Data listing =>
○ ○ ○ ○ ○ ○ ○
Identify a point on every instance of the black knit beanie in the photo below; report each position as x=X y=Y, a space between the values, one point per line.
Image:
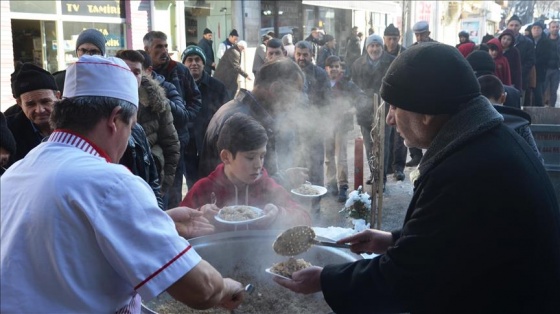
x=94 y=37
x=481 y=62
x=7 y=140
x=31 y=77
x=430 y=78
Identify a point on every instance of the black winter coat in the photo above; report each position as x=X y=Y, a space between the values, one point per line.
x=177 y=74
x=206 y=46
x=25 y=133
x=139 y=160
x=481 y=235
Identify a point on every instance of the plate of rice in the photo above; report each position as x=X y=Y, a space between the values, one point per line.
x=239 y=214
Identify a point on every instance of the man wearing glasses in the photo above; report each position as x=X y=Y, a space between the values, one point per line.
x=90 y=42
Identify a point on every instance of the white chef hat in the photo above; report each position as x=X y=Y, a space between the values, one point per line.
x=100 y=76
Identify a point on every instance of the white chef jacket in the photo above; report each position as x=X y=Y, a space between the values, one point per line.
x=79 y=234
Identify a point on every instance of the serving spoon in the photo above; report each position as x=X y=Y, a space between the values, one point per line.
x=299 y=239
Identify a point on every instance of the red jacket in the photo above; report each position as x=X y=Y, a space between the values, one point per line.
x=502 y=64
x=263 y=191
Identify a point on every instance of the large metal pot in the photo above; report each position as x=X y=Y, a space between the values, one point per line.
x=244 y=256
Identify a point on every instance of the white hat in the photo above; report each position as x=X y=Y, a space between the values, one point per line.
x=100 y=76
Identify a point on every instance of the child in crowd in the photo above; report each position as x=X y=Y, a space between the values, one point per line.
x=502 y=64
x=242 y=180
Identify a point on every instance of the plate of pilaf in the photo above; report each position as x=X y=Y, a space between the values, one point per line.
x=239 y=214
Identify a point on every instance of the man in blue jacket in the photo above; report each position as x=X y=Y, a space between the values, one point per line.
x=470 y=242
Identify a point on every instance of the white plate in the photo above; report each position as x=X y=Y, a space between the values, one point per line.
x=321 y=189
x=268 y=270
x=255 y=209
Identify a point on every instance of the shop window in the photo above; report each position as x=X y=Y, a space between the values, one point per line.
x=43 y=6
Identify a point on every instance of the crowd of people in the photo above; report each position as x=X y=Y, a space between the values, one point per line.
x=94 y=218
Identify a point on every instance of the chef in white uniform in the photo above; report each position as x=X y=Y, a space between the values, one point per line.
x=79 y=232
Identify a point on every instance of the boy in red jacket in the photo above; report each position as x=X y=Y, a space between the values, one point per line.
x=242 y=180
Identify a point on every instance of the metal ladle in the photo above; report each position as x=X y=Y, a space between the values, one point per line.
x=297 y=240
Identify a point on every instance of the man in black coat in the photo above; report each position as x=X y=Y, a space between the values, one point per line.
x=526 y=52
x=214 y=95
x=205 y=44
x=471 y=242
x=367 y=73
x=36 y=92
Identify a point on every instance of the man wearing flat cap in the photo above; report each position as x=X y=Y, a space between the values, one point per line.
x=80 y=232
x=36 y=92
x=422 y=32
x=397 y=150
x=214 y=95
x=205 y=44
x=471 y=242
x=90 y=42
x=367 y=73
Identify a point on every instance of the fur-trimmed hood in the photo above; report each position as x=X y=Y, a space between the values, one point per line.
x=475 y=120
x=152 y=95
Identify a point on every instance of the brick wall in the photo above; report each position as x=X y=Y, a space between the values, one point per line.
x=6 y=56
○ ○ ○ ○ ○ ○ ○
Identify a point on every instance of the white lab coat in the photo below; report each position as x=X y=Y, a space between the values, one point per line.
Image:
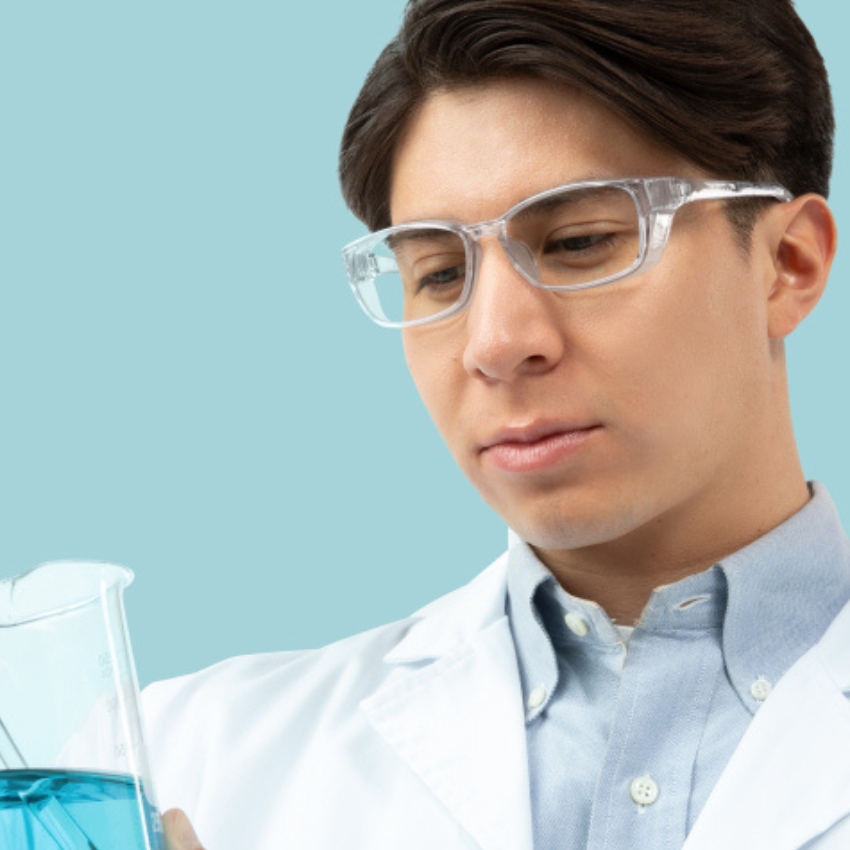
○ ○ ○ ○ ○ ○ ○
Task to complete => Convert the rows between the lines holding "Identify a point on every instance of the serving" and "x=263 y=191", inclusive, into a two-column CSV with the headers instruction and response. Give each row one CSV line, put its text and its answer each in a single quoted field, and replace any line breaks in a field with spaces.

Written response =>
instruction,response
"Identify a point on every instance of the serving spoon in the photo above; report each position as x=X y=Y, a space between the values, one point per line.","x=299 y=239"
"Identify a point on every instance of the red jacket in the photo above; report each position as x=X y=Y, a space between the values, one point per line.","x=502 y=64 x=263 y=191"